Brano estratto →
········
Note di regia del documentario "Il Paese dei Bronzi"
Arrivo a Riace nell’aprile 2009. Avevo sentito che stava accadendo qualcosa di strano, di diverso. Mimmo Lucano lo conoscevo già, l’avevo sfiorato durante le riprese del mio film precedente, la lotta di un uomo a cui è stato ucciso il figlio, sempre nella Locride: quest’uomo invitò tutti e 42 i comuni della Locride a costituirsi parte civile nel processo contro i killer del figlio. Mimmo fu l’unico sindaco che rispose all’appello. Così me ne innamorai, sapevo di voler fare qualcosa su di lui nel mio prossimo film.
Arrivato a Riace capisco che fare un documentario solo su di lui sarebbe riduttivo, vista la rivoluzione a cui stavo assistendo: in Italia stava iniziando la stagione dei respingimenti, qui invece gli si dava un’alternativa di vita.
Inizio a fare amicizia coi riacesi e coi migranti. Iniziamo a giocare a calcetto, a seguire le partite nei bar. Il calcio è stato decisivo: a me per integrarmi con tutti loro, e ai migranti per integrarsi coi riacesi. Avrei voluto trovare un titolo “calcistico”, ma non è venuto fuori.
Nei sei mesi rimasto a Riace vedo passare un centinaio tra giornalisti e fotografi da tutto il mondo, e una decina di documentaristi: tutto ciò per via dei respingimenti e anche per le intimidazioni mafiose subite da Mimmo. Restavano alcuni giorni e sparivano.
Il mio obiettivo è stato chiaro e semplice sin dall’inizio: nessun’intervista, concentrarsi sul presente e non sul passato, fare un doc su Riace intera e non solo sugli immigrati.
········
Obiettivo dichiarato a → Inserisci in un elenco numerato tutte le righe delle voci riportate qui sotto, saltando quelle vuote. Non includere le immagini.
········
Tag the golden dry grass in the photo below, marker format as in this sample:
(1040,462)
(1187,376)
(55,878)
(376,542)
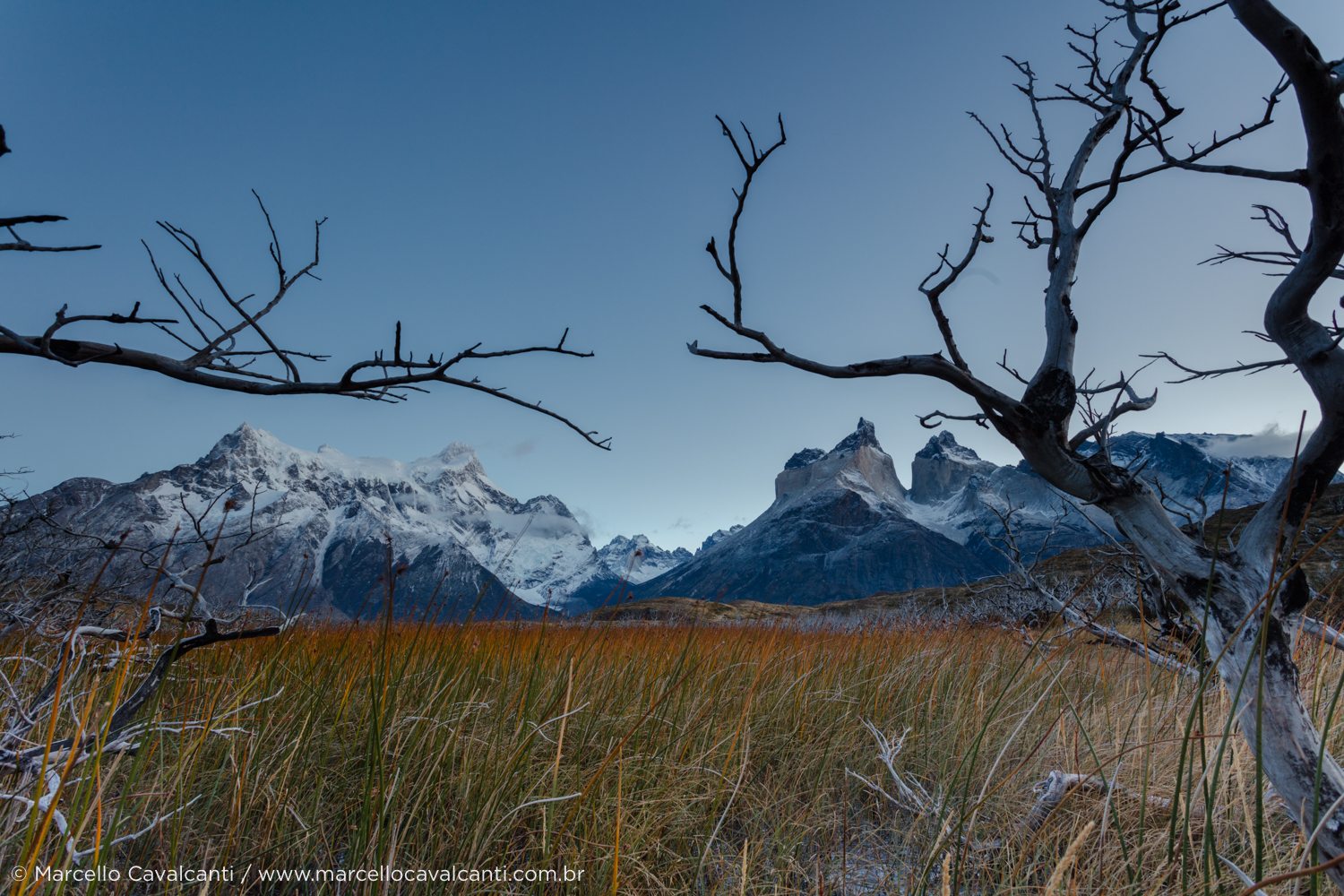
········
Obiettivo dichiarato b → Ricopia dalle note di regia la parte che si apre con le parole "Arrivato a Riace" e si chiude con "giorni e sparivano.".

Risultato a →
1. Tag the golden dry grass in the photo below, marker format as in this sample:
2. (1040,462)
3. (1187,376)
4. (55,878)
5. (376,542)

Risultato b →
Arrivato a Riace capisco che fare un documentario solo su di lui sarebbe riduttivo, vista la rivoluzione a cui stavo assistendo: in Italia stava iniziando la stagione dei respingimenti, qui invece gli si dava un’alternativa di vita.
Inizio a fare amicizia coi riacesi e coi migranti. Iniziamo a giocare a calcetto, a seguire le partite nei bar. Il calcio è stato decisivo: a me per integrarmi con tutti loro, e ai migranti per integrarsi coi riacesi. Avrei voluto trovare un titolo “calcistico”, ma non è venuto fuori.
Nei sei mesi rimasto a Riace vedo passare un centinaio tra giornalisti e fotografi da tutto il mondo, e una decina di documentaristi: tutto ciò per via dei respingimenti e anche per le intimidazioni mafiose subite da Mimmo. Restavano alcuni giorni e sparivano.